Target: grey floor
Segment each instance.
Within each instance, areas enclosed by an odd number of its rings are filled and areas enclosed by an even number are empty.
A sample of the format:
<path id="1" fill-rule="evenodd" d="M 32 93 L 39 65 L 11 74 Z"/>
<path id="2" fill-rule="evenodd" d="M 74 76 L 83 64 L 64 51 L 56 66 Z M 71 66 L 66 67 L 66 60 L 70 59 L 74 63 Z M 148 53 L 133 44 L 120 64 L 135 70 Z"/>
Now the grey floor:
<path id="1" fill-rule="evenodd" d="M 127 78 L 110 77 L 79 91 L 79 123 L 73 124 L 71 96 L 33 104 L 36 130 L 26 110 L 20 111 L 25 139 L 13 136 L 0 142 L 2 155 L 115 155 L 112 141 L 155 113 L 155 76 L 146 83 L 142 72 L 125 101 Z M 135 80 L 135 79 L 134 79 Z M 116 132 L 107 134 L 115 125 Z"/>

==================================================

• **Set exercise**: Copy the material above again, switching every "grey floor" to "tiled floor" and leaving everything else unchanged.

• **Result of this task**:
Target: tiled floor
Segment each instance.
Within each instance, areas enclosed by an odd number of its rings are filled and areas enclosed by an even number are empty.
A sample of the format:
<path id="1" fill-rule="evenodd" d="M 32 93 L 39 65 L 11 74 Z"/>
<path id="2" fill-rule="evenodd" d="M 74 76 L 83 64 L 64 51 L 56 66 Z M 71 66 L 66 67 L 66 60 L 70 59 L 74 63 Z M 148 53 L 133 44 L 120 64 L 135 70 Z"/>
Now the tiled floor:
<path id="1" fill-rule="evenodd" d="M 127 78 L 110 77 L 79 91 L 79 123 L 73 124 L 71 96 L 33 104 L 36 130 L 26 110 L 20 111 L 25 139 L 13 136 L 0 142 L 2 155 L 115 155 L 112 141 L 155 113 L 155 76 L 146 83 L 142 72 L 125 101 Z M 135 80 L 135 79 L 134 79 Z M 116 132 L 107 134 L 115 125 Z"/>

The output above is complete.